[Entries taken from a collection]
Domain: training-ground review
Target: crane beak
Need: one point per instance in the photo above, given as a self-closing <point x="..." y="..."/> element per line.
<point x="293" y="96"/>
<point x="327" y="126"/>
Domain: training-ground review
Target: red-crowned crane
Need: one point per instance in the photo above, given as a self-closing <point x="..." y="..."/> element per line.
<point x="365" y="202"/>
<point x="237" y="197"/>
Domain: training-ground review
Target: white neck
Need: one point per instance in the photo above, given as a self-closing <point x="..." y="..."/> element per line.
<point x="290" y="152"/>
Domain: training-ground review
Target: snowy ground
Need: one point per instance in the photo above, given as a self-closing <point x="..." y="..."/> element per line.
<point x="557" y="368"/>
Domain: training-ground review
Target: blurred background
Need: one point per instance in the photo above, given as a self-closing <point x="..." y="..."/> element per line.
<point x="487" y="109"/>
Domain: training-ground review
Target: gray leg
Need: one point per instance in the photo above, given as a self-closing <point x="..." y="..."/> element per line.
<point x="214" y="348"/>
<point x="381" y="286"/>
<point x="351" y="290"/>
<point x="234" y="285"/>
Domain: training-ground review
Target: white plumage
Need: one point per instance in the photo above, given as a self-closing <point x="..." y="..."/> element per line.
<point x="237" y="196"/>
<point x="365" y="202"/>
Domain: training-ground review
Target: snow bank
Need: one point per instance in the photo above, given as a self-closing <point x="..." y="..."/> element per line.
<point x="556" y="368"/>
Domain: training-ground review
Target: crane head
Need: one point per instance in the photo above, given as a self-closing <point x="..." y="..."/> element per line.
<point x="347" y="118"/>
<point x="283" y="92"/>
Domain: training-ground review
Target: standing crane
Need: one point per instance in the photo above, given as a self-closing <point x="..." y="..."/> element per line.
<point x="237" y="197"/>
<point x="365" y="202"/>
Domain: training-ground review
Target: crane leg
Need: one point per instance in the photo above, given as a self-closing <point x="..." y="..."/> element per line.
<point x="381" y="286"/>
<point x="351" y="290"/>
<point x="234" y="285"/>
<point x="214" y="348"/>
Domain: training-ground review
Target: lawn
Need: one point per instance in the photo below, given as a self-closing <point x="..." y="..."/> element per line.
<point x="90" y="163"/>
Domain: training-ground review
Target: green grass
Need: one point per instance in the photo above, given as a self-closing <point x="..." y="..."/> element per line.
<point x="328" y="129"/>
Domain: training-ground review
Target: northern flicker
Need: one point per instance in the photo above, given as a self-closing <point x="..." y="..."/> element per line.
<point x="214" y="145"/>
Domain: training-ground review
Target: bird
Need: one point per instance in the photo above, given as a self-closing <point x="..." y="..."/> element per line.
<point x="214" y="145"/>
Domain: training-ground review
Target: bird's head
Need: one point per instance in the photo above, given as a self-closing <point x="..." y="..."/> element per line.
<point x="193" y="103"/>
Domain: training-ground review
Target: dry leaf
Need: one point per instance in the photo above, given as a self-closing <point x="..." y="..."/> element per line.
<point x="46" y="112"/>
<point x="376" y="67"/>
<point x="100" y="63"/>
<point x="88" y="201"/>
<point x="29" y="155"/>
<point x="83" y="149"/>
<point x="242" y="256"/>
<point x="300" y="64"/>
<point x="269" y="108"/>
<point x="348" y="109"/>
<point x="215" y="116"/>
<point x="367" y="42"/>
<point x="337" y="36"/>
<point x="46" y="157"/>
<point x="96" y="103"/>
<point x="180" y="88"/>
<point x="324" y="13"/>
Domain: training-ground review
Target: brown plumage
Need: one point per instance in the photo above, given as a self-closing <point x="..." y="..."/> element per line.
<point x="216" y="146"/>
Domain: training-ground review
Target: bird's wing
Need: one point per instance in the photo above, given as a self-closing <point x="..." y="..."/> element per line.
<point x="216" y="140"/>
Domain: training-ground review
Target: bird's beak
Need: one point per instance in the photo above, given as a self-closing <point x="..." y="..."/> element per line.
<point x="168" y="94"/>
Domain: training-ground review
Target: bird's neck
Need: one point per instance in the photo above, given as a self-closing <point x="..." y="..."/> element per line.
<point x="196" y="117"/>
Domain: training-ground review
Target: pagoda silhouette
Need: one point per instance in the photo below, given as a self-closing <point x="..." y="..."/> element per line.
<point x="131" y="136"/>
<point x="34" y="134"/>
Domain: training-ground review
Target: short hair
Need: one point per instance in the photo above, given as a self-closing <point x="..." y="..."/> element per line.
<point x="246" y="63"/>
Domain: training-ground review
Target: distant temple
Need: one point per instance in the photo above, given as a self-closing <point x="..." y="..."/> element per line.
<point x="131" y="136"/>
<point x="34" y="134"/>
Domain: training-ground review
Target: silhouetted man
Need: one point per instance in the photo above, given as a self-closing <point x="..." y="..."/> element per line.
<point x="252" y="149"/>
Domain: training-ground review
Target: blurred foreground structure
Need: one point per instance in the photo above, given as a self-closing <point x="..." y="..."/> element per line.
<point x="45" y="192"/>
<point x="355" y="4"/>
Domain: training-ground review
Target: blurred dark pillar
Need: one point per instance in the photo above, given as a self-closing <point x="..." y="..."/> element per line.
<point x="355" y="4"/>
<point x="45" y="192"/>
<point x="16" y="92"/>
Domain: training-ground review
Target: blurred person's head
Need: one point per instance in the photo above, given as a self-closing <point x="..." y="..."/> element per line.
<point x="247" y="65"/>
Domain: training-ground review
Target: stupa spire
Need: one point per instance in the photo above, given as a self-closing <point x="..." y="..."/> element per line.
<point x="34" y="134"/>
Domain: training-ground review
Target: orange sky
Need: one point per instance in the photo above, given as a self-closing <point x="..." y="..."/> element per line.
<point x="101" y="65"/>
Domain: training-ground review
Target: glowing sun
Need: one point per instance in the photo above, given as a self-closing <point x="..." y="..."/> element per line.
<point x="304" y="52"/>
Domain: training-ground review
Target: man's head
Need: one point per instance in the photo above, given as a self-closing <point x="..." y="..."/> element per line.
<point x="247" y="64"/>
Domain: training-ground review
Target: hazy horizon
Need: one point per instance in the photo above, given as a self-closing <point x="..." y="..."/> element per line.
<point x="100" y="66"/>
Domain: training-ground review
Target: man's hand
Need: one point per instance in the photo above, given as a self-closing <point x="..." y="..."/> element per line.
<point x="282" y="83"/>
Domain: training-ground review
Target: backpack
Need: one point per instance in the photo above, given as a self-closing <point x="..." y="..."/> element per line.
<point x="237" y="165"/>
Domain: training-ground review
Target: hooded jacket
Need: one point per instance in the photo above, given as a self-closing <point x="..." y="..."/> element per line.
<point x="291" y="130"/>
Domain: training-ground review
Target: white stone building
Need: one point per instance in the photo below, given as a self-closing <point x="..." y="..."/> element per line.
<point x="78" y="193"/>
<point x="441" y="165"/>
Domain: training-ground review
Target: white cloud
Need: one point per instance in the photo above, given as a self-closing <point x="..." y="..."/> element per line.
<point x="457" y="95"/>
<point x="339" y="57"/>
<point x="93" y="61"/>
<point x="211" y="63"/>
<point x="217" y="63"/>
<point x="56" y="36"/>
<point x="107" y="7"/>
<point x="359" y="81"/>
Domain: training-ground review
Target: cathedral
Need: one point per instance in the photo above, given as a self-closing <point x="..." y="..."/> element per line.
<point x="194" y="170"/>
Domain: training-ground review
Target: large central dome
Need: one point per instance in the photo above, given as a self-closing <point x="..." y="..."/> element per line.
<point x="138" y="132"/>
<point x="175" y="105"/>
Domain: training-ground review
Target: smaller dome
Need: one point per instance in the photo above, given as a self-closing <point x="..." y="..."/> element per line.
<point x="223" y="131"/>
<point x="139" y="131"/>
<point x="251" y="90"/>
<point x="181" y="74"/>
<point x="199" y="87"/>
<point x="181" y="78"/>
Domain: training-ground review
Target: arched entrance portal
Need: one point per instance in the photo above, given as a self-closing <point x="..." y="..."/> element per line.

■ **Description of the task**
Pull out each line in the entries above that contains the word "blurred", and copy those lines.

■ **Output for this task**
Target: blurred background
Target: blurred foreground structure
Target: blurred dark pillar
Target: blurred person's head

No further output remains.